GIVEN RECORDS:

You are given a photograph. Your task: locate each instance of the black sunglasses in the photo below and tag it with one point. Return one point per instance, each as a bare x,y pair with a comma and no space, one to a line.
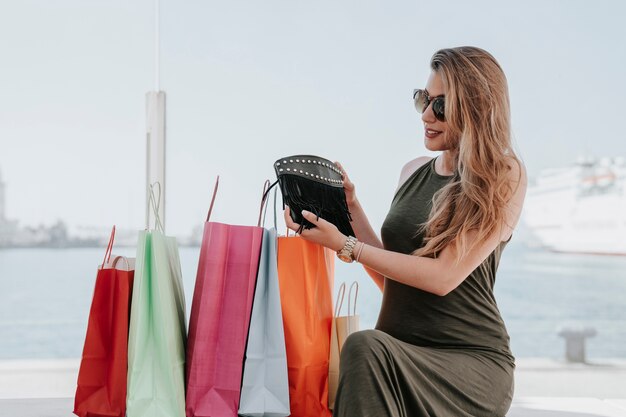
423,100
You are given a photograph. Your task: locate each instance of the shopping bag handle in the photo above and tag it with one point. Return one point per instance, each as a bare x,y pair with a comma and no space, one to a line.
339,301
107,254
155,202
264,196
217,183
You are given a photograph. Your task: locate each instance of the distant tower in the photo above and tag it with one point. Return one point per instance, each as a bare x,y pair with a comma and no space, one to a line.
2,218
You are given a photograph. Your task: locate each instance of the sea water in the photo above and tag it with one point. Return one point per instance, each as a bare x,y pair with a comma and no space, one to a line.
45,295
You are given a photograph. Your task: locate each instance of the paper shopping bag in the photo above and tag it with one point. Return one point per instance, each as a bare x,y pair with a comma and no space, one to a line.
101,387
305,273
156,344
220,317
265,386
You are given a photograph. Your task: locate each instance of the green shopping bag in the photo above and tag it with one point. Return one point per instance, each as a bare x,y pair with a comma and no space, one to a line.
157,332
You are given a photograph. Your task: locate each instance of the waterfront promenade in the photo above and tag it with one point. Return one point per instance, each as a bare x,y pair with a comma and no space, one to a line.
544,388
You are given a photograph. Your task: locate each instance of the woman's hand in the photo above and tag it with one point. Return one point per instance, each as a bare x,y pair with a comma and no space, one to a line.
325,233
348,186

...

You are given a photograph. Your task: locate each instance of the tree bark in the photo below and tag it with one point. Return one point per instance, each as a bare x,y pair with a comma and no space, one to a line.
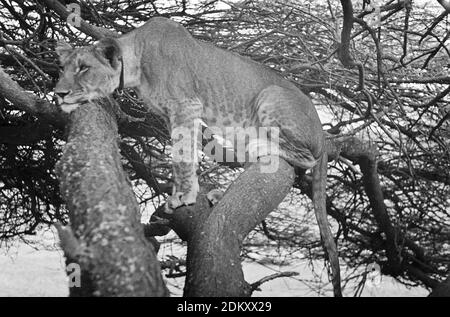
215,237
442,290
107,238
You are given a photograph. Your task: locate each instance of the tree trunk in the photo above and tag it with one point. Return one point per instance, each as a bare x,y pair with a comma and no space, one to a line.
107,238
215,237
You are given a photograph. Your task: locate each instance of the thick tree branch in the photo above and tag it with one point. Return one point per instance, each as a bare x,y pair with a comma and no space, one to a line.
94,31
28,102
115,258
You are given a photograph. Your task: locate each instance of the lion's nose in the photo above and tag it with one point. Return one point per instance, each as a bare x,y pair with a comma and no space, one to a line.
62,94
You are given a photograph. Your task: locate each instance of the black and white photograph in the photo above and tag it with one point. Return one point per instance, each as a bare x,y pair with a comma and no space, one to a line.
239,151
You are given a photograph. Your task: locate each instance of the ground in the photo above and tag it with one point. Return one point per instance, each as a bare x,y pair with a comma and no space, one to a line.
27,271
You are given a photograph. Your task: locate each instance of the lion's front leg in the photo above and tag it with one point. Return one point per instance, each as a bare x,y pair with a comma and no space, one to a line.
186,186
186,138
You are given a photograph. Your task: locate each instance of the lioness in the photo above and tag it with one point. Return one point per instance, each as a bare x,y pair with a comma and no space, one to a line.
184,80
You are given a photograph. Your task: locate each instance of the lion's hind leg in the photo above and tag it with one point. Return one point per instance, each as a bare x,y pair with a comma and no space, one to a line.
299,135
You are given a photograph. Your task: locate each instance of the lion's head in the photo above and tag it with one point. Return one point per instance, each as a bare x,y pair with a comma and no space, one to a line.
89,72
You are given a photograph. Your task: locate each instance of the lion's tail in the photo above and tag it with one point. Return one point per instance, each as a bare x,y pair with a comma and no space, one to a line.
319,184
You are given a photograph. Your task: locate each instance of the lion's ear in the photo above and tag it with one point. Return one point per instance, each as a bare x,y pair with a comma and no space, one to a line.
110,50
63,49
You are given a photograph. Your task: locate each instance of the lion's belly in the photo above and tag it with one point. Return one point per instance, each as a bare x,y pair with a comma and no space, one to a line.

...

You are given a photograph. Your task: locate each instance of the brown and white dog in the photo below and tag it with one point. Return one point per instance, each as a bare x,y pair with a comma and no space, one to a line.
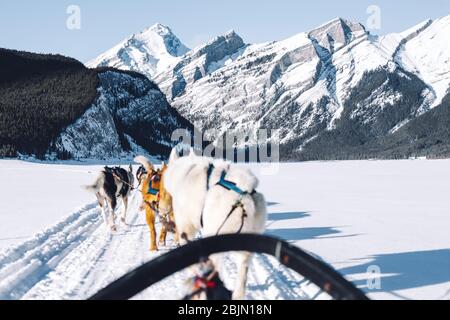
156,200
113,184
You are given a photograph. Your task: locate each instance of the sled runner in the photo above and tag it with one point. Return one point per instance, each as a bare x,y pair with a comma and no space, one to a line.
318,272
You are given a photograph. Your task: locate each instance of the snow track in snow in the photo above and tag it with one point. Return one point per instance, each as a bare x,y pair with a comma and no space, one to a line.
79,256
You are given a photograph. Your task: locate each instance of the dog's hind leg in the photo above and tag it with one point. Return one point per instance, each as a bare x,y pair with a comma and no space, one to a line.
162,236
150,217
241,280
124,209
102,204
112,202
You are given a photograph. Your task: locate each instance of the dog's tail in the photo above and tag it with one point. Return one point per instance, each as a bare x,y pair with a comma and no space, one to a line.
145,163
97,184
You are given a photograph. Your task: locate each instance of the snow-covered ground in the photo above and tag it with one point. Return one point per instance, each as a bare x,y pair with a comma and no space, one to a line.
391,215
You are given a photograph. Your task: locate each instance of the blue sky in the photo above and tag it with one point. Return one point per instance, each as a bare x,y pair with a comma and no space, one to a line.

EXERCISE TASK: Could you retype, character for character, everything in the entries above from the line containing "the lion's tail" down to the line containing "the lion's belly", with both of those lines included?

ANSWER:
You are given a photograph. Your task: locate each instance of the lion's tail in the photo above and tag it with one point. Return one point per instance, each as a bare x,y pair with a comma and no space, one to a line.
319,184
You are given a photograph. Your task: locate each instance of the lion's ear in the photo above and tag it with one point. Return one point per instance, each as a bare x,y pair with a comma and no space, one to a line.
110,50
63,49
You are given a photograph. Your task: locate each instance of the lion's belly in the photo above and tag it with one point. Return one point per instance, each as a bare x,y pair with a comma and no space, one to a line.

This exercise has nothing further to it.